[RECORDS SHOWN]:
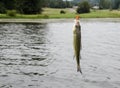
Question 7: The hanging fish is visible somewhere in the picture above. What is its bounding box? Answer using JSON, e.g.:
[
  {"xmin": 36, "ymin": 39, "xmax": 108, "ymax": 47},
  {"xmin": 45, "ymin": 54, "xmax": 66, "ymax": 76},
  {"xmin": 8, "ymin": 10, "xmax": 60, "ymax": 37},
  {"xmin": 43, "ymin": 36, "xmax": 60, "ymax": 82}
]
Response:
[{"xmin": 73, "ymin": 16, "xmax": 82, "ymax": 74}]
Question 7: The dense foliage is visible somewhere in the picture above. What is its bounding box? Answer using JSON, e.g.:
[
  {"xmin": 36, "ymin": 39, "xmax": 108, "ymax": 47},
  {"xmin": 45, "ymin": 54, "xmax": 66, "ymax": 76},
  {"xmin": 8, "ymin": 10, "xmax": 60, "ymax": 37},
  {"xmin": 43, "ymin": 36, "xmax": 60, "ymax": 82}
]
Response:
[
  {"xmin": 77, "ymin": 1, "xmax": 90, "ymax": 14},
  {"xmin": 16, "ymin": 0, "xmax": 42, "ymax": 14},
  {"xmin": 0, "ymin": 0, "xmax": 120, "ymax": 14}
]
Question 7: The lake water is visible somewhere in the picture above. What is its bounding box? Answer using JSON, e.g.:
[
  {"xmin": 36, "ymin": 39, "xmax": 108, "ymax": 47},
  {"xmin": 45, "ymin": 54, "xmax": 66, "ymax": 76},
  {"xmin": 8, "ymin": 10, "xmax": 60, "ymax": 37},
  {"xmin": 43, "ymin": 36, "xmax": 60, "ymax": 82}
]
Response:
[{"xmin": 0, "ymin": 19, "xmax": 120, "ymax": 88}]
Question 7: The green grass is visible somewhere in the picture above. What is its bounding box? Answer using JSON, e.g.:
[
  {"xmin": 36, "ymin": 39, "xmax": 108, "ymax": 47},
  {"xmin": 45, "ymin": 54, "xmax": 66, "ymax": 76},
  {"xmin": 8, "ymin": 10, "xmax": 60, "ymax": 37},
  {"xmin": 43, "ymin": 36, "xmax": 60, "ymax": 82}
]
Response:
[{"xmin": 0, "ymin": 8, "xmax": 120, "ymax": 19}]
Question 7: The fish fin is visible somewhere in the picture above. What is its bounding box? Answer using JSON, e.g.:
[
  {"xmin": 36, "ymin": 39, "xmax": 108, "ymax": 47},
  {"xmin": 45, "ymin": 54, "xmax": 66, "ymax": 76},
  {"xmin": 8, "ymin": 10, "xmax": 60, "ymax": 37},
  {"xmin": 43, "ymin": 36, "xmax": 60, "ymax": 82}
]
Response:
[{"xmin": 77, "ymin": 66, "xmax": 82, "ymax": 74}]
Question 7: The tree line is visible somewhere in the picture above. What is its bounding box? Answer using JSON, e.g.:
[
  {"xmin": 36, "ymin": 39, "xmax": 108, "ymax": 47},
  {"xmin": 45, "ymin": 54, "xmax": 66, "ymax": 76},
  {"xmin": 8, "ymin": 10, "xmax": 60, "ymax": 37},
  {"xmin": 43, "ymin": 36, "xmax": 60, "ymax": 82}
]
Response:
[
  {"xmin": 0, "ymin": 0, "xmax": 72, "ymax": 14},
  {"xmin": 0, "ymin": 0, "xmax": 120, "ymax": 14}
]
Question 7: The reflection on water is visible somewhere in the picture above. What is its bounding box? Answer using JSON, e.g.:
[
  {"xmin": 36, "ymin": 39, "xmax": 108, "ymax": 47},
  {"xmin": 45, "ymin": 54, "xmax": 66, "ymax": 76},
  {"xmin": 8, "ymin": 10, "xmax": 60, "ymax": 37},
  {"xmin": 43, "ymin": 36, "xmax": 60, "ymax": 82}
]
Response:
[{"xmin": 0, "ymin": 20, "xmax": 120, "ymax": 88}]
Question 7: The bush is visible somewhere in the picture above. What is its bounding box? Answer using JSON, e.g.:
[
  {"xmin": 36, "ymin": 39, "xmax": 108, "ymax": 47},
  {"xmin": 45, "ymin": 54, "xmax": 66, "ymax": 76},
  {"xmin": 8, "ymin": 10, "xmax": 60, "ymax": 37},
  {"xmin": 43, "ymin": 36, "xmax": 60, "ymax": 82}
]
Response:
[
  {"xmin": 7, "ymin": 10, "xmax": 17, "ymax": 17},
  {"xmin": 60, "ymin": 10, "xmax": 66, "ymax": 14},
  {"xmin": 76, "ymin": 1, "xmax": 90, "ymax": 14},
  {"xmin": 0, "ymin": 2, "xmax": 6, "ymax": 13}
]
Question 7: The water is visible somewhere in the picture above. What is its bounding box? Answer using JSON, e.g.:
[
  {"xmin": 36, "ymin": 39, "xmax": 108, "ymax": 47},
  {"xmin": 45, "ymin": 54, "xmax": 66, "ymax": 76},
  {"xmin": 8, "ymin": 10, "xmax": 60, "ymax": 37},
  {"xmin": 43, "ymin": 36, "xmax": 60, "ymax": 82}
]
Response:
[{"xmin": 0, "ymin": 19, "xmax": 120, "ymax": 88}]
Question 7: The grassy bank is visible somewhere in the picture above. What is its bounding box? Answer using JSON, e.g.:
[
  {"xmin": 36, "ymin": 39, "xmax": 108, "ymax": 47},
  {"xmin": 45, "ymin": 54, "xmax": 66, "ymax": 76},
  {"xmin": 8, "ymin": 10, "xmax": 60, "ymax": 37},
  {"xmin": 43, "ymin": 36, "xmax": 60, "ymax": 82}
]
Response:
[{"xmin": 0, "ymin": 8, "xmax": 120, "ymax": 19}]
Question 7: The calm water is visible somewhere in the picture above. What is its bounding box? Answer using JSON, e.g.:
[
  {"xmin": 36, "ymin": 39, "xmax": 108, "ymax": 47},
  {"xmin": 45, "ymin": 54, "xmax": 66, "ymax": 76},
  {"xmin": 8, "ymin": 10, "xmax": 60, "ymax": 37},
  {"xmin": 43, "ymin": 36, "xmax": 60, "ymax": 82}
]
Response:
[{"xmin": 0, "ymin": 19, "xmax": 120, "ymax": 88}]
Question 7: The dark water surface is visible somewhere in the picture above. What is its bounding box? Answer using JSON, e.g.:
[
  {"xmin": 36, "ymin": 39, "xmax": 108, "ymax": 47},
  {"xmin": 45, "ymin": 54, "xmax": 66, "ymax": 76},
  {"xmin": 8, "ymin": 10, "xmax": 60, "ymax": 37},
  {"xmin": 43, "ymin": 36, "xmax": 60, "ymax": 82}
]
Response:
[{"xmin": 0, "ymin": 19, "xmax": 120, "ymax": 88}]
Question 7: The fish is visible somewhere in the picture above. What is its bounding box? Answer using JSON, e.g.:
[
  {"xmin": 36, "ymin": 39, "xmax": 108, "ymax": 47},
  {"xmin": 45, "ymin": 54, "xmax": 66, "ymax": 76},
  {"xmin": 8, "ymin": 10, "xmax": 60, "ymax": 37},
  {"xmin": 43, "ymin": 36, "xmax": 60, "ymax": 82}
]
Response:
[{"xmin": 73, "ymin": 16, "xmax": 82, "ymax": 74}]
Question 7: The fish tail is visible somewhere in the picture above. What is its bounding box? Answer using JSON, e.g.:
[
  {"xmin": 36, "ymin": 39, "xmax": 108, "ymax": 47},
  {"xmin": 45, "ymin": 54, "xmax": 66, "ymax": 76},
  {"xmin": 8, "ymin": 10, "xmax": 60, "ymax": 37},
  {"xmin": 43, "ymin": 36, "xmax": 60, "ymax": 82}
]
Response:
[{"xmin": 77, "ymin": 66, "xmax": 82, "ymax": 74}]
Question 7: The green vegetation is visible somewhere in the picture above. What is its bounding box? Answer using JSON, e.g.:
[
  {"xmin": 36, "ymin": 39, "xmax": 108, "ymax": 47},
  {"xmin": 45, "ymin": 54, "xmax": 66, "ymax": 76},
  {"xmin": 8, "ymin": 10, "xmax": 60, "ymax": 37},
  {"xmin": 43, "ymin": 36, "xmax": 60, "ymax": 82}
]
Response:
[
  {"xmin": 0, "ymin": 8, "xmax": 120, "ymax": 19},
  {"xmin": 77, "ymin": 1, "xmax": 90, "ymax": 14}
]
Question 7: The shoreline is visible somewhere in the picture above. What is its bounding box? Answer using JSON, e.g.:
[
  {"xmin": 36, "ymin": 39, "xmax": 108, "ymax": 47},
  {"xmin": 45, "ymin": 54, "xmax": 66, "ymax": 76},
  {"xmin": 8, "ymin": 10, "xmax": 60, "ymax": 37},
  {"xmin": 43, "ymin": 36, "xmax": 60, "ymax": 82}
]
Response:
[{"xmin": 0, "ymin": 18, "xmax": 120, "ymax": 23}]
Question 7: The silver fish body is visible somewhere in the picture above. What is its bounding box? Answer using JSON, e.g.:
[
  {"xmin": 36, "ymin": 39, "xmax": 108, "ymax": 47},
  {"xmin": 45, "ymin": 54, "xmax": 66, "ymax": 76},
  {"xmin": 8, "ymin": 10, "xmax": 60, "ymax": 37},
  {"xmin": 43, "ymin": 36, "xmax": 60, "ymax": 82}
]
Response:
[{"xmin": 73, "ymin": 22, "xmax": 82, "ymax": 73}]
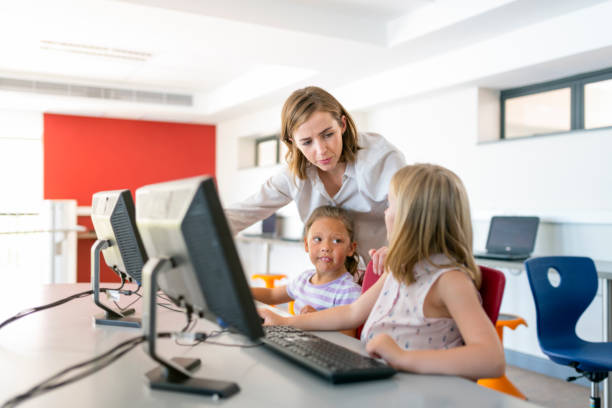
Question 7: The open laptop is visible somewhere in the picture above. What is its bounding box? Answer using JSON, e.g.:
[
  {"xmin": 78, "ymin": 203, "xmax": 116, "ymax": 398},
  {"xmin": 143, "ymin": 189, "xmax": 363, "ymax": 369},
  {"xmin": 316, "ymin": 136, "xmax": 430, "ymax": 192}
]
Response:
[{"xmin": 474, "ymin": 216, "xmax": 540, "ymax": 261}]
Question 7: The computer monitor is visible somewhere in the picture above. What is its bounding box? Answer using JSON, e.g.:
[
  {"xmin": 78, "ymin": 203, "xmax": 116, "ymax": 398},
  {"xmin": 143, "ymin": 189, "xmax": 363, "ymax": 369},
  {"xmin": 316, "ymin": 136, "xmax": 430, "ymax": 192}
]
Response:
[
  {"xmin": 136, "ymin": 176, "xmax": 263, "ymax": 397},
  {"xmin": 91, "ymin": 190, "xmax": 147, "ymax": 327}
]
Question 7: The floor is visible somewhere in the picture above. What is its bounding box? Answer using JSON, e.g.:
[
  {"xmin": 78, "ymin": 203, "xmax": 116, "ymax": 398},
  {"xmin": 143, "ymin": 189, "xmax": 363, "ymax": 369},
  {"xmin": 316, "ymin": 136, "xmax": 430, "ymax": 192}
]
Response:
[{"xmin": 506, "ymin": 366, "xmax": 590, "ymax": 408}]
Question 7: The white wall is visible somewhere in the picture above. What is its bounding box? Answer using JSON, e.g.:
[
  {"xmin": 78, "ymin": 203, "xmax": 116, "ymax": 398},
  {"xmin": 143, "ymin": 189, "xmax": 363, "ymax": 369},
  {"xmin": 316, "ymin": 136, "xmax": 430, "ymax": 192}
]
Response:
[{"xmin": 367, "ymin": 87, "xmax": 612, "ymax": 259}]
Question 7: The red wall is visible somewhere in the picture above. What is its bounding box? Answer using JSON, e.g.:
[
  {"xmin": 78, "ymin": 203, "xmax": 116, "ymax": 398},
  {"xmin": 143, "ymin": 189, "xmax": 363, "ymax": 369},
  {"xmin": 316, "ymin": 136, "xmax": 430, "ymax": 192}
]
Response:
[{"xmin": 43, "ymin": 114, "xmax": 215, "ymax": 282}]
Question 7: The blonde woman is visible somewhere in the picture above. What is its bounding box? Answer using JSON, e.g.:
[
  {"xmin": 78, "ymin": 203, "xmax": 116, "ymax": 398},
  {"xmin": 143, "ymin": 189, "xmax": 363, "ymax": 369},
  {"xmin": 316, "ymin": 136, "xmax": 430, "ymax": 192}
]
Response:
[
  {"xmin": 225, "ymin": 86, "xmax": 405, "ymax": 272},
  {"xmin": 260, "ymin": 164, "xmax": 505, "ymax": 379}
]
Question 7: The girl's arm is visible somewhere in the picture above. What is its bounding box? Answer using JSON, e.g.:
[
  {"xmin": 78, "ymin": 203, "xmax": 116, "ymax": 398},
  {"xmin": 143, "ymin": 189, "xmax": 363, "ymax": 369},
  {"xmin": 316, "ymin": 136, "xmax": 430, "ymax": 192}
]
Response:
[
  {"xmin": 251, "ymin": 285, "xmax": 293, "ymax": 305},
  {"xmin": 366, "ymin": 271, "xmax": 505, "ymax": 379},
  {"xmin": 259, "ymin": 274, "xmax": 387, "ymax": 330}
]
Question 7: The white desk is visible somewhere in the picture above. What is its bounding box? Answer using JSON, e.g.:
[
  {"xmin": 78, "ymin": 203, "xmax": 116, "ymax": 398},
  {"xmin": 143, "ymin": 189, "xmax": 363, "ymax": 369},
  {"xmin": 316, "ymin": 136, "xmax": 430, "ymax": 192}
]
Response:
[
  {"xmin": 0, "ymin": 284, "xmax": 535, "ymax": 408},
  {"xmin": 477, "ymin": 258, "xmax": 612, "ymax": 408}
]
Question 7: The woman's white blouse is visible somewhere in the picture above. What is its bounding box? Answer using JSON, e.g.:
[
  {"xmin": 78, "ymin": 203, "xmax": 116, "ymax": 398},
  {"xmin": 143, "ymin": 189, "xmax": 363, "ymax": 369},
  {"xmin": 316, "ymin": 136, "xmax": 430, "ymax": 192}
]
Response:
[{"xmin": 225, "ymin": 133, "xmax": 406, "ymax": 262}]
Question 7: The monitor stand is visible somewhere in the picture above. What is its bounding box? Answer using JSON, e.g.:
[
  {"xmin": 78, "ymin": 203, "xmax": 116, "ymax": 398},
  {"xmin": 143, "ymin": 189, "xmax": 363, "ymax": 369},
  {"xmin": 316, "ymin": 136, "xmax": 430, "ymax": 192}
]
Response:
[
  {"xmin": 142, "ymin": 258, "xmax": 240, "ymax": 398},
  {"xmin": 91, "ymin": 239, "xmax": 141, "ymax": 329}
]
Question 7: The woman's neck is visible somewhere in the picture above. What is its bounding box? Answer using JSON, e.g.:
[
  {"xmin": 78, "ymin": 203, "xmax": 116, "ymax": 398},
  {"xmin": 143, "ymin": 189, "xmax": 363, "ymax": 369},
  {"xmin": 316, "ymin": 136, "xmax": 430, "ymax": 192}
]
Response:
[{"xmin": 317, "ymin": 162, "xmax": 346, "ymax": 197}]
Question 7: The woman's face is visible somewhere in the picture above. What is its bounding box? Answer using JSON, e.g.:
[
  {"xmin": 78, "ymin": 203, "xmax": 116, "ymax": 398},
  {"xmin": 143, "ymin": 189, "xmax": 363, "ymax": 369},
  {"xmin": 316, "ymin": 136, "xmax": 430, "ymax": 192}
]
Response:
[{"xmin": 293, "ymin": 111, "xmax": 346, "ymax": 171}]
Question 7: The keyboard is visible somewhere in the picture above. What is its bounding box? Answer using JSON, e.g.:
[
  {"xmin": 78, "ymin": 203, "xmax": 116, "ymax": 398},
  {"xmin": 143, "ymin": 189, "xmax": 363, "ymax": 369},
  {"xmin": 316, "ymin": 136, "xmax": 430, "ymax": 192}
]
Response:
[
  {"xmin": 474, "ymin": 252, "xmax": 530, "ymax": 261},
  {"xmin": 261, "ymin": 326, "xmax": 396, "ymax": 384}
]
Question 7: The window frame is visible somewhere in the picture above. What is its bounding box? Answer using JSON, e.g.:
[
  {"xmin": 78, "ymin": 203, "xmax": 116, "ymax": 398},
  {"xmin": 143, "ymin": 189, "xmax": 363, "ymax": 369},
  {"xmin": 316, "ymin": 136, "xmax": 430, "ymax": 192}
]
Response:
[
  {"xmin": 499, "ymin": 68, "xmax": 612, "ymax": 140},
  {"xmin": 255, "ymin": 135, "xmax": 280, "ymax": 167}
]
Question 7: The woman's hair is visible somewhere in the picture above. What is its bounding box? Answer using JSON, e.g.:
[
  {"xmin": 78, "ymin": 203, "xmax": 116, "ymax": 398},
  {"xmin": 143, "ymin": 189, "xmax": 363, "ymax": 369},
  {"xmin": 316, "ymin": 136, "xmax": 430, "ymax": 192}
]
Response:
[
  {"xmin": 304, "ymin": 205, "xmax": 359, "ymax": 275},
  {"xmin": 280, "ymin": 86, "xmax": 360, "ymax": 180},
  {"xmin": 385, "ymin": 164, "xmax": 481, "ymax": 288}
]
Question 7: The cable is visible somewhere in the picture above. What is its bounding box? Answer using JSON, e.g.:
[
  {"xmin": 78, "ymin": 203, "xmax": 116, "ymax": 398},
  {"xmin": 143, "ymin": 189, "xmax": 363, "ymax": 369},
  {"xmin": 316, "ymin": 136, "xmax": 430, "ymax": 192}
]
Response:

[WHAT YOU NEED TO DO]: Quote every line of the entries from the line containing "Question 7: The cable" through the final line of the entries.

[THE COMPLETED TASK]:
Question 7: The cable is visible somewhere in the picture above. What is its bounding box? Answer using JSON, e.g.:
[
  {"xmin": 78, "ymin": 203, "xmax": 116, "ymax": 398},
  {"xmin": 143, "ymin": 189, "xmax": 363, "ymax": 369},
  {"xmin": 316, "ymin": 136, "xmax": 430, "ymax": 192}
]
Response:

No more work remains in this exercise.